Extrait textuel ▸
Sujet complété à la suite du crash de Pâques
Geopolis a écrit :
Bonjour,
J'aimerais que vous donniez votre avis sur cet extrait de L’État criminel – Les génocides au XXe siècle (Yves Ternon (1995), p. 280) :
Citation:
Le régime de terreur le plus perfectionné jamais conçu fut celui de Chaka, chef de l’État zoulou d’Afrique du Sud de 1816 à 1828. Avec pour seule arme une sagaie courte transformée en poignard, Chaka édifie un système « protototalitaire », un modèle de contrôle par la terreur plus efficace que les techniques les plus sophistiquées des États modernes, « le plus parfait despotisme que le monde ait connu ». Chaque guerre menée par Chaka est une guerre totale. Il ne lutte pas contre les forces armées de ses ennemis mais contre l’ensemble de leurs ressources. Il détruit tout et ne laisse en vie que les jeunes gens pour en faire des guerriers. Il entoure son domaine d’un désert artificiel – traffic desert –, ce qui présente le double avantage de dissuader ses hommes de s’évader et de poser à d’éventuels agresseurs des problèmes de logistique. Toute résistance est levée par la destruction. Son armée est soumise à la même discipline de terreur. « Quand la violence est utilisée au service du pouvoir, sa limite est la destruction de l’objet contraint. » […] Chaka porta jusqu’à ses plus extrêmes limites le système de gouvernement fondé sur l’anéantissement d’un adversaire réel ou fictif, système où le génocide est utilisé comme instrument de la terreur et qui ressemble à celui édifié par les Khmers rouges.
Quelques points d'évaluation des guerres de Chaka (
article Wikipedia) et du bouleversement démographique et migratoire qu'il engagea ou accompagna, le mfecane :
Citation:
Contexte : les Zoulous envahissent leurs voisins bantous en plusieurs vagues de déplacements. Surnommé le « Napoléon noir », le roi Shaka soumet le Natal et fédère 283 tribus. Même après son assassinat en 1828, certaines tribus bantoues vaincues fuient vers le nord jusqu’au Tanganyika et, adoptant les techniques guerrières des Zoulous, sèment la terreur et la désolation sur leur passage.
onwar.com fait part de l'expansion zoulou (1818-1828) avec 100.000 guerriers bantous (40.000 morts) contre 100.000 guerriers zoulous (20.000 morts)

[Liste des données]
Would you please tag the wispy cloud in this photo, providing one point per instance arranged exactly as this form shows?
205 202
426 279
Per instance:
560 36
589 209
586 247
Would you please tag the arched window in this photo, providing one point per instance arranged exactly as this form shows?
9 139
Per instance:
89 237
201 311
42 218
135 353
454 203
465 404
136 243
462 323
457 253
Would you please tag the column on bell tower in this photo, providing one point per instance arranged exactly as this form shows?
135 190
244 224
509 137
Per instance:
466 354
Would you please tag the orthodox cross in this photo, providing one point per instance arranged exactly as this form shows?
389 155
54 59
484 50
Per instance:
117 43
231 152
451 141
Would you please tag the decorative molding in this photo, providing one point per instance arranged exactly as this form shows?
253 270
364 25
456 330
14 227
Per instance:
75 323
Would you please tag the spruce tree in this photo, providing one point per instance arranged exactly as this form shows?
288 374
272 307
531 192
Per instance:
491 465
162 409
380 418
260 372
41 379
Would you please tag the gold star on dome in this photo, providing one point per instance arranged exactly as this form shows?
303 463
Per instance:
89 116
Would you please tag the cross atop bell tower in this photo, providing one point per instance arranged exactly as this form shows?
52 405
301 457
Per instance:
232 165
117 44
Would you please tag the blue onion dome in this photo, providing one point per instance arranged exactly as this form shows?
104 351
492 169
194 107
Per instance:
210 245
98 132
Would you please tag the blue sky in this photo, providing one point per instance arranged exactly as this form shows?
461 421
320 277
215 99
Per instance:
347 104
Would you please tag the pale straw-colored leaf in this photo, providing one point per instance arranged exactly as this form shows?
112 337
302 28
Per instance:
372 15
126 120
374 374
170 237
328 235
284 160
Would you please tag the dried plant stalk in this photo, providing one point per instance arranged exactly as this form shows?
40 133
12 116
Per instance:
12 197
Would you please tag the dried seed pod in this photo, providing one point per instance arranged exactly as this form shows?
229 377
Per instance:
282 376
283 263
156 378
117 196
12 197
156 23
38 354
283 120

Objectifs ▸
(1) Transcrivez en tableau Markdown les lignes de la liste des données allant de celle qui contient « Would you please tag the dried seed » jusqu'à la fin de cette liste, bornes comprises, sans les lignes vides. Utilisez les colonnes « N° » et « Ligne ».
(2) Rédigez la suite du texte consacré aux guerres de Chaka, en commençant après sa dernière phrase.

Résultats obtenus ▸
(1)
| N° | Ligne |
|---|---|
| 1 | Would you please tag the dried seed pod in this photo, providing one point per instance arranged exactly as this form shows? |
| 2 | 229 377 |
| 3 | Per instance: |
| 4 | 282 376 |
| 5 | 283 263 |
| 6 | 156 378 |
| 7 | 117 196 |
| 8 | 12 197 |
| 9 | 156 23 |
| 10 | 38 354 |
| 11 | 283 120 |

(2)
Mais le
Twentieth Century Atlas fait état dans ses recherches bibliographiques référencées de plus d'un million de morts résultant des guerres de Chaka (Henry Francis Flynn), 2.000.000 morts (George Theal) ou peut-être moins (Eugene Walter), 2.000.000 morts (Britannica) et précise que ces chiffres sont controversés.
Nebuchadnezar a écrit :
Comme toujours, il faut éviter de porter sur des faits des jugements fondés sur des valeurs de notre époque.
Avant la colonisation, l'Afrique avait vu plusieurs conquérants mettre sur pied des empires par la force.
Les méthodes elles-mêmes de Shaka n'ont rien en elles-mêmes d'exceptionnelle : on les retrouve chez les Romains ("Ils répandent la mort et la désolation et appellent cela la paix", dit un chef Calédonien), les Mongols (qui "tuent la terre"), et les Arabes (qui formaient leurs troupes d'élites avec les jeunes Turcs capturés) et tous les bâtisseurs d'empire.
Ce qui frappe surtout, c'est la cohérence et l'ampleur de vue de Shaka.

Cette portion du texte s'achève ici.